**TRECHO DO TEXTO**
Cinema duro e sem concessões.

7,5

Em texto publicado sobre Polisse (idem, 2011), Ursula Rösele aborda a questão da representação do cinema, evocando o Holocausto para lidar com a questão da representação da pedofilia – não entre um e outro no sentido moral ou histórico, mas como questões certamente análogas no que diz respeito à representação: como representá-las? Até onde, por exemplo, é algo aceitável, ou ainda desejável vermos a consumação de um ato pedófilo encenado na tela? São questões certamente inevitáveis ao lidarmos com esse Michael, do austríaco Markus Schleinzer – cujo trabalho não conhecia e que parece estar ligado de alguma maneira a Michael Haneke e seu último A Fita Branca (Das weiße Band, 2009), vencedor da Palma de Ouro de 2009. Mas não apenas essas.

[Registros de dados salvos]
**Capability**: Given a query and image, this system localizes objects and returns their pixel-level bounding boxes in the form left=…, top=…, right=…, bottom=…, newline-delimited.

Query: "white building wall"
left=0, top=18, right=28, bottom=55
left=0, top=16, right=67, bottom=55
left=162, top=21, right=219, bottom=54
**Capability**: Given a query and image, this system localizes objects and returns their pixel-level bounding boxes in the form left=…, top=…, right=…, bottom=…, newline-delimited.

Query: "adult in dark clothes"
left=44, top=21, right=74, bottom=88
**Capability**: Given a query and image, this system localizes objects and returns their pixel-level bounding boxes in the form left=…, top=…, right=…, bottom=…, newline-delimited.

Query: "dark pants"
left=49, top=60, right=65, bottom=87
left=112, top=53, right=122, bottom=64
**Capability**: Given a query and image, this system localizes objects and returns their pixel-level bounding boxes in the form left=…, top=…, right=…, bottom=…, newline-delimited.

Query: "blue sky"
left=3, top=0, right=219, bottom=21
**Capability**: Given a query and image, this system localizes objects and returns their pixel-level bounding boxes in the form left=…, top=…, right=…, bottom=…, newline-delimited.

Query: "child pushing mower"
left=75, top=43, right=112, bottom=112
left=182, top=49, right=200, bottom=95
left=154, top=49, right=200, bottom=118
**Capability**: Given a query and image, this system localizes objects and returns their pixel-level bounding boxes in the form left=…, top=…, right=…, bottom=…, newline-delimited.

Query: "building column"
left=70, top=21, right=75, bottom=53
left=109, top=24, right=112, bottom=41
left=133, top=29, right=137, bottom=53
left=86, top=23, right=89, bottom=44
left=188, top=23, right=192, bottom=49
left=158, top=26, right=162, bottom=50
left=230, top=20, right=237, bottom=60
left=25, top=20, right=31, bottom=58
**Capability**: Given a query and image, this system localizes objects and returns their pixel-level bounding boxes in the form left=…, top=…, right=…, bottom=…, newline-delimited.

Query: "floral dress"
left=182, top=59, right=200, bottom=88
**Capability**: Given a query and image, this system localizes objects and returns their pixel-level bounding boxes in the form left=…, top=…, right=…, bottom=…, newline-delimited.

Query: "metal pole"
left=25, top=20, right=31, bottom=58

**TAREFA PROPOSTA 1**
Segundo o trecho sobre o filme Michael, quem é o diretor desse filme?
**TAREFA PROPOSTA 2**
Reproduza tudo o que vai de "Em texto publicado" até "não apenas essas." no trecho sobre o filme Michael.
Os dados não têm nenhum papel aqui.

**RESULTADO CORRETO 1**
O austríaco Markus Schleinzer.

**RESULTADO CORRETO 2**
Em texto publicado sobre Polisse (idem, 2011), Ursula Rösele aborda a questão da representação do cinema, evocando o Holocausto para lidar com a questão da representação da pedofilia – não entre um e outro no sentido moral ou histórico, mas como questões certamente análogas no que diz respeito à representação: como representá-las? Até onde, por exemplo, é algo aceitável, ou ainda desejável vermos a consumação de um ato pedófilo encenado na tela? São questões certamente inevitáveis ao lidarmos com esse Michael, do austríaco Markus Schleinzer – cujo trabalho não conhecia e que parece estar ligado de alguma maneira a Michael Haneke e seu último A Fita Branca (Das weiße Band, 2009), vencedor da Palma de Ouro de 2009. Mas não apenas essas.